What you are asked to do
Please switch each "Drop" in the material below to "Place" and leave everything else unchanged.

Records for the exercise
.....

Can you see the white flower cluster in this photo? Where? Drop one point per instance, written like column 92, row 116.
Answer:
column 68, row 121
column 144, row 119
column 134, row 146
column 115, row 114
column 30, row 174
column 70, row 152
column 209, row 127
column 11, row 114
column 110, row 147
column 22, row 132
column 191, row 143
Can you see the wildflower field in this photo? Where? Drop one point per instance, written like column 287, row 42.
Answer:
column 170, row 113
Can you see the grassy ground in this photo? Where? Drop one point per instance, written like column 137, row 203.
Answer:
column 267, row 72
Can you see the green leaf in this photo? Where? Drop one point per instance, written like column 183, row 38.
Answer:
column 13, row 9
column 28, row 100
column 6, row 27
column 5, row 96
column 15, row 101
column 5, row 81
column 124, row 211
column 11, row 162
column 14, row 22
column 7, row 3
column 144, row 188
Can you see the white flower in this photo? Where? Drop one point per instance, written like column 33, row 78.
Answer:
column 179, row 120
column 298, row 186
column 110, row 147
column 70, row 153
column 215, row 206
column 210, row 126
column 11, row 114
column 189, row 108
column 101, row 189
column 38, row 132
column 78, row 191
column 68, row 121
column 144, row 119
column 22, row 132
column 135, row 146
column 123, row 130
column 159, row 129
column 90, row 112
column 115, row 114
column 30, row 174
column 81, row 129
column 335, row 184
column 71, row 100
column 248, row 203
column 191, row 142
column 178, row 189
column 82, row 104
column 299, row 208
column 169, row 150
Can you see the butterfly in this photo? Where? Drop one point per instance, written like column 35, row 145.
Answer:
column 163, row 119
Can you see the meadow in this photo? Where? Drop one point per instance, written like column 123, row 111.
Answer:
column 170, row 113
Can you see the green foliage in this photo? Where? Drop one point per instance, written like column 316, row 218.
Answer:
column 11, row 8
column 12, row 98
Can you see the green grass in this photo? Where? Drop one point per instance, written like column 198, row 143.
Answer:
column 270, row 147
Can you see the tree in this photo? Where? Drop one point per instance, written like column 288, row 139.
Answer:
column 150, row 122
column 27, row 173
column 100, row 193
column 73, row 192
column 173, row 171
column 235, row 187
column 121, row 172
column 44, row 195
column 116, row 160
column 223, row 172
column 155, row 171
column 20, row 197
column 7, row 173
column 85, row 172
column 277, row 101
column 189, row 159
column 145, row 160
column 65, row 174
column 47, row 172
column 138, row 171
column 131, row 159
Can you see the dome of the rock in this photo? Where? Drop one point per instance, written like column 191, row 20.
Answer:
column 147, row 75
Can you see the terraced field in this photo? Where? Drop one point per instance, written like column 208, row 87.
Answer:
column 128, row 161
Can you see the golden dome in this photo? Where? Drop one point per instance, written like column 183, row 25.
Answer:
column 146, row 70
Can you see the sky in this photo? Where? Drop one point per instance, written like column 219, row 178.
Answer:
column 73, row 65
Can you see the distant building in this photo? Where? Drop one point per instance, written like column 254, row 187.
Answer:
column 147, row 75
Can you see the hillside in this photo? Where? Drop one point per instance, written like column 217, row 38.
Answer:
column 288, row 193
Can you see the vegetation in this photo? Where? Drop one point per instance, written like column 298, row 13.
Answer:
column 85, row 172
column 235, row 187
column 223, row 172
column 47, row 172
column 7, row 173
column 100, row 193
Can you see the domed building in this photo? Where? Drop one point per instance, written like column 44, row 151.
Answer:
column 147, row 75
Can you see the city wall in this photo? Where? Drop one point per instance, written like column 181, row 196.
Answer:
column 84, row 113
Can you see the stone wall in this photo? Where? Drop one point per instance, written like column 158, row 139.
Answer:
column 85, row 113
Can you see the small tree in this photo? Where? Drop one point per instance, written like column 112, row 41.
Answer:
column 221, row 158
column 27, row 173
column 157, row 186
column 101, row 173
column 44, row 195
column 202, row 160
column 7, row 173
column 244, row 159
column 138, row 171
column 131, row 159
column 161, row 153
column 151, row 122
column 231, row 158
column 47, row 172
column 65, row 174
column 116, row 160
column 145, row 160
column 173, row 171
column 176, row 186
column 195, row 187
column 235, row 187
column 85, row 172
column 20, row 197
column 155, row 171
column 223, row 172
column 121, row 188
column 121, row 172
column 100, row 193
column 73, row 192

.....

Solution for this task
Can you see the white flower cluster in this photo? Where? Place one point per instance, written like column 92, row 116.
Answer:
column 68, row 121
column 144, row 119
column 134, row 146
column 115, row 114
column 30, row 174
column 70, row 152
column 209, row 127
column 11, row 114
column 110, row 147
column 22, row 132
column 191, row 143
Can you see the wildflower field in this photo? Where? Place one point per instance, written like column 287, row 42.
Answer:
column 170, row 113
Can you see the grassy ground in this photo? Where? Place one point per instance, written like column 137, row 203.
Answer:
column 267, row 72
Can you see the green leaf in this photo? Where? Place one point per instance, written like column 183, row 38.
Answer:
column 13, row 9
column 28, row 100
column 6, row 27
column 5, row 96
column 15, row 101
column 5, row 81
column 124, row 211
column 11, row 162
column 14, row 22
column 7, row 3
column 144, row 188
Can you see the white flower in this photo? Where? Place one point per instance, written like column 33, row 78.
Answer:
column 179, row 120
column 298, row 186
column 110, row 147
column 70, row 153
column 215, row 206
column 210, row 126
column 11, row 114
column 189, row 108
column 101, row 189
column 38, row 132
column 78, row 191
column 68, row 121
column 144, row 119
column 22, row 132
column 135, row 146
column 123, row 130
column 159, row 129
column 90, row 112
column 115, row 114
column 30, row 174
column 81, row 129
column 335, row 184
column 71, row 100
column 248, row 203
column 191, row 142
column 178, row 189
column 82, row 104
column 299, row 208
column 169, row 150
Can you see the butterfly in this photo? Where? Place one point per instance, written like column 35, row 145.
Answer:
column 163, row 119
Can you see the meadow in this photo? Where? Place one point per instance, written like column 123, row 111.
Answer:
column 170, row 113
Can you see the green foliage in this photo? Where? Place one point per instance, written like column 316, row 218.
Answer:
column 11, row 8
column 12, row 98
Can you see the green grass in this photo? Where? Place one point per instance, written like column 198, row 143.
Answer:
column 270, row 147
Can you see the tree in this photo? Where? Place one point per instance, written like column 288, row 139.
Answer:
column 150, row 122
column 27, row 173
column 100, row 193
column 73, row 192
column 173, row 171
column 235, row 187
column 121, row 172
column 44, row 195
column 116, row 160
column 223, row 172
column 155, row 171
column 20, row 197
column 7, row 173
column 85, row 172
column 277, row 101
column 189, row 159
column 145, row 160
column 65, row 174
column 47, row 172
column 138, row 171
column 131, row 159
Can you see the dome of the rock in this photo? Where? Place one point per instance, written like column 191, row 20.
Answer:
column 147, row 75
Can you see the terraced field in this photo? Where? Place one point per instance, written like column 208, row 87.
Answer:
column 128, row 161
Can you see the golden dome in this photo? Where? Place one point per instance, written like column 183, row 25.
Answer:
column 146, row 70
Can you see the sky in this photo? Where? Place one point per instance, written like column 219, row 178.
Answer:
column 73, row 65
Can you see the distant building in this photo? Where? Place one point per instance, written like column 254, row 187.
Answer:
column 147, row 75
Can you see the hillside in this photo? Where? Place one point per instance, written like column 217, row 38.
Answer:
column 288, row 193
Can you see the vegetation in this photo? Where? Place one point per instance, written like column 298, row 13.
Answer:
column 85, row 172
column 235, row 187
column 223, row 172
column 47, row 172
column 7, row 173
column 100, row 193
Can you see the domed building in this photo? Where? Place one point per instance, written like column 44, row 151.
Answer:
column 147, row 75
Can you see the city wall in this photo? Where? Place one point per instance, written like column 181, row 196.
Answer:
column 84, row 113
Can you see the stone wall in this photo? Where? Place one point per instance, written like column 158, row 139.
Answer:
column 85, row 113
Can you see the small tree in this photo? Where? Place one point per instance, written like column 112, row 41.
Answer:
column 221, row 158
column 27, row 173
column 157, row 186
column 101, row 173
column 44, row 195
column 202, row 160
column 7, row 173
column 244, row 159
column 138, row 171
column 131, row 159
column 161, row 153
column 151, row 122
column 231, row 158
column 47, row 172
column 65, row 174
column 116, row 160
column 145, row 160
column 173, row 171
column 176, row 186
column 195, row 187
column 235, row 187
column 85, row 172
column 20, row 197
column 155, row 171
column 223, row 172
column 121, row 188
column 121, row 172
column 100, row 193
column 73, row 192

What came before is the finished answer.